- What the task requires
Render the lines below as a JSON list of strings, one string per line, omitting blank lines and the picture lines.

- The data
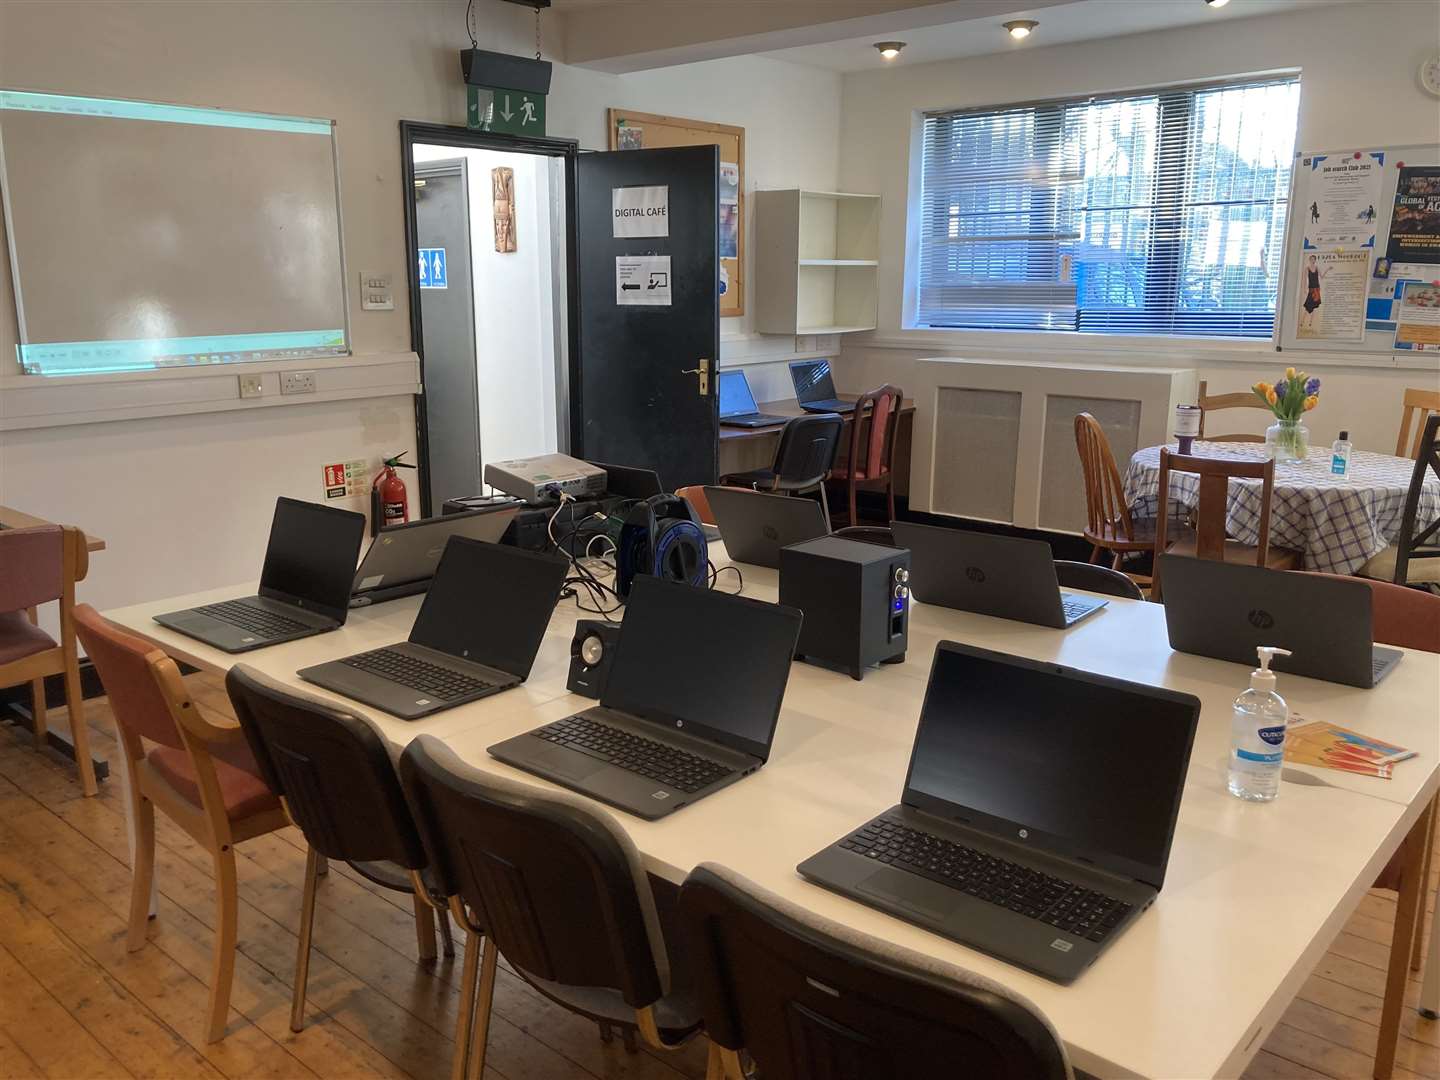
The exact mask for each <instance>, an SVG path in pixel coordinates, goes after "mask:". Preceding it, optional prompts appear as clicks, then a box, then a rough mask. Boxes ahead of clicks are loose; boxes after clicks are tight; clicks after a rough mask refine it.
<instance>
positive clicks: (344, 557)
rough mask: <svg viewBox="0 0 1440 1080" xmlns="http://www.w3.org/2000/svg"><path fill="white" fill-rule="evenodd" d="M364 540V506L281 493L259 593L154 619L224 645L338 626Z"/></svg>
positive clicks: (261, 644)
mask: <svg viewBox="0 0 1440 1080" xmlns="http://www.w3.org/2000/svg"><path fill="white" fill-rule="evenodd" d="M363 541H364V514H356V513H353V511H350V510H337V508H336V507H323V505H318V504H315V503H302V501H301V500H298V498H276V500H275V517H274V518H272V521H271V536H269V543H268V544H266V546H265V566H264V567H262V569H261V589H259V595H256V596H242V598H239V599H235V600H220V602H219V603H206V605H203V606H200V608H187V609H186V611H173V612H166V613H164V615H157V616H156V622H158V624H160V625H161V626H168V628H170V629H173V631H179V632H180V634H184V635H186V636H187V638H194V639H196V641H203V642H204V644H206V645H213V647H215V648H217V649H222V651H225V652H248V651H251V649H258V648H264V647H265V645H278V644H279V642H282V641H295V639H297V638H308V636H311V635H312V634H324V632H325V631H333V629H338V628H340V626H343V625H344V622H346V615H347V613H348V608H350V586H351V583H353V580H354V564H356V560H359V557H360V544H361V543H363Z"/></svg>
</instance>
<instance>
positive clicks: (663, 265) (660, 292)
mask: <svg viewBox="0 0 1440 1080" xmlns="http://www.w3.org/2000/svg"><path fill="white" fill-rule="evenodd" d="M615 302H616V304H619V305H621V307H645V308H655V307H661V308H668V307H670V256H668V255H616V256H615Z"/></svg>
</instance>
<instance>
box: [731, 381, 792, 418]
mask: <svg viewBox="0 0 1440 1080" xmlns="http://www.w3.org/2000/svg"><path fill="white" fill-rule="evenodd" d="M788 419H789V416H773V415H770V413H763V412H760V409H759V408H757V406H756V403H755V395H753V393H750V380H749V379H746V377H744V372H721V373H720V423H723V425H726V426H727V428H769V426H770V425H775V423H785V422H786V420H788Z"/></svg>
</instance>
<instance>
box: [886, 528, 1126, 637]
mask: <svg viewBox="0 0 1440 1080" xmlns="http://www.w3.org/2000/svg"><path fill="white" fill-rule="evenodd" d="M890 528H891V530H893V531H894V534H896V543H897V544H899V546H900V547H909V549H910V592H912V593H913V595H914V596H916V599H919V600H920V602H922V603H939V605H942V606H945V608H956V609H959V611H972V612H975V613H976V615H995V616H996V618H1001V619H1015V621H1017V622H1032V624H1035V625H1037V626H1054V628H1056V629H1064V628H1066V626H1073V625H1074V624H1077V622H1080V619H1084V618H1087V616H1090V615H1094V613H1096V612H1097V611H1100V608H1103V606H1104V605H1106V603H1109V600H1102V599H1099V598H1096V596H1079V595H1076V593H1068V592H1060V580H1058V579H1057V577H1056V562H1054V556H1053V554H1051V552H1050V544H1047V543H1045V541H1044V540H1025V539H1024V537H1015V536H996V534H994V533H971V531H968V530H963V528H936V527H935V526H917V524H914V523H913V521H891V523H890Z"/></svg>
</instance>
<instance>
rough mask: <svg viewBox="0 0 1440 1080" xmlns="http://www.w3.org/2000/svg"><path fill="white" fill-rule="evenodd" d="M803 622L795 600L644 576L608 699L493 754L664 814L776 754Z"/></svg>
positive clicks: (600, 792)
mask: <svg viewBox="0 0 1440 1080" xmlns="http://www.w3.org/2000/svg"><path fill="white" fill-rule="evenodd" d="M799 632H801V613H799V612H798V611H796V609H795V608H783V606H780V605H778V603H765V602H762V600H752V599H747V598H743V596H733V595H730V593H721V592H714V590H711V589H697V588H694V586H691V585H680V583H677V582H664V580H661V579H658V577H651V576H649V575H639V576H636V577H635V585H634V586H632V589H631V595H629V603H626V605H625V622H624V624H621V641H619V647H618V648H616V652H615V667H613V668H611V677H609V680H608V681H606V684H605V690H602V691H600V704H599V706H598V707H595V708H588V710H585V711H583V713H579V714H576V716H570V717H566V719H564V720H557V721H556V723H553V724H546V726H544V727H537V729H534V730H533V732H527V733H526V734H521V736H517V737H514V739H507V740H505V742H503V743H495V744H494V746H491V747H490V753H491V756H492V757H497V759H500V760H501V762H505V763H507V765H513V766H516V768H517V769H524V770H526V772H531V773H534V775H536V776H544V778H546V779H547V780H554V782H556V783H559V785H563V786H566V788H572V789H573V791H577V792H582V793H585V795H590V796H593V798H596V799H599V801H602V802H608V804H611V805H612V806H619V808H621V809H624V811H629V812H631V814H635V815H636V816H641V818H647V819H651V821H652V819H655V818H662V816H665V815H667V814H672V812H675V811H677V809H680V808H681V806H684V805H687V804H691V802H696V801H697V799H703V798H704V796H707V795H710V793H711V792H716V791H719V789H720V788H724V786H727V785H730V783H734V782H736V780H739V779H740V778H742V776H747V775H749V773H752V772H755V770H756V769H759V768H760V766H762V765H765V762H766V760H768V759H769V756H770V740H772V739H773V737H775V723H776V720H778V719H779V714H780V698H782V697H783V696H785V683H786V680H788V678H789V674H791V657H792V655H795V644H796V641H798V639H799ZM737 671H743V672H744V677H743V678H740V677H736V672H737Z"/></svg>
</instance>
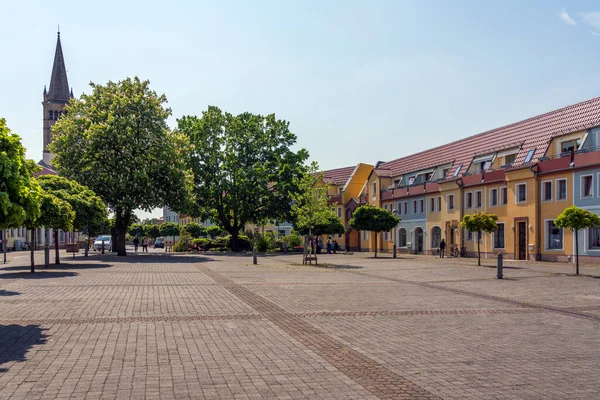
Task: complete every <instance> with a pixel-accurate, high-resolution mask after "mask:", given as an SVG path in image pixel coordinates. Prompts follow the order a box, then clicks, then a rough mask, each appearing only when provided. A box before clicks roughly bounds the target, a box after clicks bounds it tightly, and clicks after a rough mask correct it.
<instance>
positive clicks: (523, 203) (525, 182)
mask: <svg viewBox="0 0 600 400" xmlns="http://www.w3.org/2000/svg"><path fill="white" fill-rule="evenodd" d="M519 186H525V200H523V201H519ZM515 204H527V182H523V183H516V184H515Z"/></svg>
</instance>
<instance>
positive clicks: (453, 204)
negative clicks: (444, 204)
mask: <svg viewBox="0 0 600 400" xmlns="http://www.w3.org/2000/svg"><path fill="white" fill-rule="evenodd" d="M446 207H447V209H448V211H452V210H454V195H453V194H449V195H447V196H446Z"/></svg>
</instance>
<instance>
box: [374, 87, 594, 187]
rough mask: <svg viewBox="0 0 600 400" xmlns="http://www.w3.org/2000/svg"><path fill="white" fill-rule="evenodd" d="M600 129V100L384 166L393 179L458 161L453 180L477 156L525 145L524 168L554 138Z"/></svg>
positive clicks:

- Problem solution
[
  "The exact mask for each <instance>, an SVG path in pixel coordinates, goes after \"mask:\". Preceding it, optional prompts appear as clicks, then a box, then a rough mask. Boxes ahead of clicks are loose; boxes after clicks are tight; clicks after a rough mask refine it.",
  "<instance>",
  "positive clicks: (344, 557)",
  "rough mask: <svg viewBox=\"0 0 1440 1080\" xmlns=\"http://www.w3.org/2000/svg\"><path fill=\"white\" fill-rule=\"evenodd\" d=\"M364 540V506L281 493L259 593L154 619L224 645L338 626Z\"/></svg>",
  "positive clicks: (261, 644)",
  "mask: <svg viewBox=\"0 0 1440 1080\" xmlns=\"http://www.w3.org/2000/svg\"><path fill=\"white\" fill-rule=\"evenodd\" d=\"M363 541H364V514H356V513H353V511H350V510H337V508H336V507H323V505H318V504H315V503H302V501H301V500H298V498H276V500H275V517H274V518H272V521H271V536H269V543H268V544H266V546H265V566H264V567H262V569H261V589H259V595H256V596H242V598H239V599H235V600H220V602H219V603H206V605H203V606H200V608H187V609H186V611H173V612H166V613H164V615H157V616H156V622H158V624H160V625H161V626H168V628H170V629H173V631H179V632H180V634H184V635H186V636H187V638H194V639H196V641H203V642H204V644H206V645H213V647H215V648H217V649H222V651H225V652H248V651H251V649H258V648H264V647H265V645H278V644H279V642H282V641H295V639H297V638H308V636H311V635H312V634H324V632H325V631H333V629H338V628H340V626H343V625H344V622H346V615H347V613H348V608H350V586H351V583H353V580H354V564H356V560H359V557H360V544H361V543H363Z\"/></svg>",
  "</instance>",
  "<instance>",
  "positive clicks: (663, 265) (660, 292)",
  "mask: <svg viewBox=\"0 0 1440 1080\" xmlns=\"http://www.w3.org/2000/svg\"><path fill=\"white\" fill-rule=\"evenodd\" d=\"M615 302H616V304H619V305H621V307H645V308H655V307H661V308H668V307H670V256H668V255H616V256H615Z\"/></svg>",
  "</instance>",
  "<instance>",
  "box: [731, 381, 792, 418]",
  "mask: <svg viewBox=\"0 0 1440 1080\" xmlns=\"http://www.w3.org/2000/svg\"><path fill=\"white\" fill-rule=\"evenodd\" d=\"M788 419H789V416H773V415H770V413H763V412H760V409H759V408H757V406H756V403H755V395H753V393H750V380H749V379H746V377H744V372H721V373H720V423H723V425H726V426H727V428H769V426H770V425H775V423H785V422H786V420H788Z\"/></svg>",
  "</instance>",
  "<instance>",
  "box: [886, 528, 1126, 637]",
  "mask: <svg viewBox=\"0 0 1440 1080\" xmlns=\"http://www.w3.org/2000/svg\"><path fill=\"white\" fill-rule=\"evenodd\" d=\"M890 528H891V530H893V531H894V534H896V543H897V544H899V546H900V547H909V549H910V592H912V593H913V595H914V596H916V599H919V600H920V602H922V603H939V605H942V606H945V608H956V609H959V611H972V612H975V613H976V615H995V616H996V618H1001V619H1015V621H1017V622H1032V624H1035V625H1037V626H1054V628H1056V629H1064V628H1066V626H1073V625H1074V624H1077V622H1080V619H1084V618H1087V616H1090V615H1094V613H1096V612H1097V611H1100V608H1103V606H1104V605H1106V603H1109V600H1102V599H1099V598H1096V596H1079V595H1076V593H1068V592H1060V580H1058V579H1057V577H1056V562H1054V556H1053V554H1051V552H1050V544H1047V543H1045V541H1044V540H1025V539H1024V537H1015V536H996V534H994V533H971V531H968V530H963V528H936V527H935V526H917V524H914V523H913V521H891V523H890Z\"/></svg>",
  "</instance>",
  "<instance>",
  "rough mask: <svg viewBox=\"0 0 1440 1080\" xmlns=\"http://www.w3.org/2000/svg\"><path fill=\"white\" fill-rule=\"evenodd\" d=\"M803 622L795 600L644 576L608 699L493 754L664 814L776 754Z\"/></svg>",
  "positive clicks: (600, 792)",
  "mask: <svg viewBox=\"0 0 1440 1080\" xmlns=\"http://www.w3.org/2000/svg\"><path fill=\"white\" fill-rule=\"evenodd\" d=\"M799 632H801V613H799V612H798V611H796V609H795V608H783V606H780V605H778V603H765V602H762V600H752V599H747V598H743V596H733V595H730V593H721V592H714V590H711V589H697V588H694V586H691V585H680V583H677V582H664V580H661V579H658V577H651V576H649V575H639V576H636V577H635V585H634V586H632V589H631V595H629V603H626V605H625V622H624V624H621V641H619V647H618V648H616V652H615V667H613V668H611V677H609V680H608V681H606V684H605V690H602V691H600V704H599V706H598V707H595V708H588V710H585V711H583V713H579V714H576V716H570V717H566V719H564V720H557V721H556V723H553V724H546V726H544V727H537V729H534V730H533V732H527V733H526V734H521V736H517V737H514V739H507V740H505V742H503V743H495V744H494V746H491V747H490V753H491V756H492V757H497V759H500V760H501V762H505V763H507V765H513V766H516V768H517V769H524V770H526V772H531V773H534V775H536V776H544V778H546V779H547V780H554V782H556V783H559V785H563V786H566V788H572V789H573V791H577V792H582V793H585V795H590V796H593V798H596V799H599V801H602V802H608V804H611V805H612V806H619V808H621V809H624V811H629V812H631V814H635V815H636V816H641V818H647V819H651V821H652V819H655V818H662V816H665V815H667V814H672V812H675V811H677V809H680V808H681V806H684V805H687V804H691V802H696V801H697V799H703V798H704V796H707V795H710V793H711V792H716V791H719V789H720V788H724V786H727V785H730V783H734V782H736V780H739V779H740V778H742V776H747V775H749V773H752V772H755V770H756V769H759V768H760V766H762V765H765V762H766V760H768V759H769V756H770V740H772V739H773V737H775V723H776V720H778V719H779V714H780V698H782V697H783V696H785V683H786V680H788V678H789V674H791V657H792V655H795V644H796V641H798V639H799ZM737 671H743V672H744V677H743V678H740V677H736V672H737Z\"/></svg>",
  "</instance>",
  "Task: complete every <instance> with a pixel-accurate, high-resolution mask after \"mask:\", given as an SVG path in image pixel coordinates. Prompts follow the order a box, then clicks, then a rough mask, each appearing only when provided. A box before clicks roughly bounds the target, a box after clicks bounds it tightly, and clicks after a rough mask correct it.",
  "<instance>",
  "positive clicks: (523, 203) (525, 182)",
  "mask: <svg viewBox=\"0 0 600 400\" xmlns=\"http://www.w3.org/2000/svg\"><path fill=\"white\" fill-rule=\"evenodd\" d=\"M519 186H525V200H523V201H519ZM515 204H527V182H523V183H516V184H515Z\"/></svg>",
  "</instance>",
  "<instance>",
  "positive clicks: (453, 204)",
  "negative clicks: (444, 204)",
  "mask: <svg viewBox=\"0 0 600 400\" xmlns=\"http://www.w3.org/2000/svg\"><path fill=\"white\" fill-rule=\"evenodd\" d=\"M446 207H447V209H448V211H452V210H454V195H453V194H449V195H447V196H446Z\"/></svg>",
  "</instance>",
  "<instance>",
  "box: [374, 87, 594, 187]",
  "rough mask: <svg viewBox=\"0 0 600 400\" xmlns=\"http://www.w3.org/2000/svg\"><path fill=\"white\" fill-rule=\"evenodd\" d=\"M600 129V100L384 166L393 179L458 161L453 180L477 156L525 145L524 168L554 138Z\"/></svg>",
  "positive clicks:"
]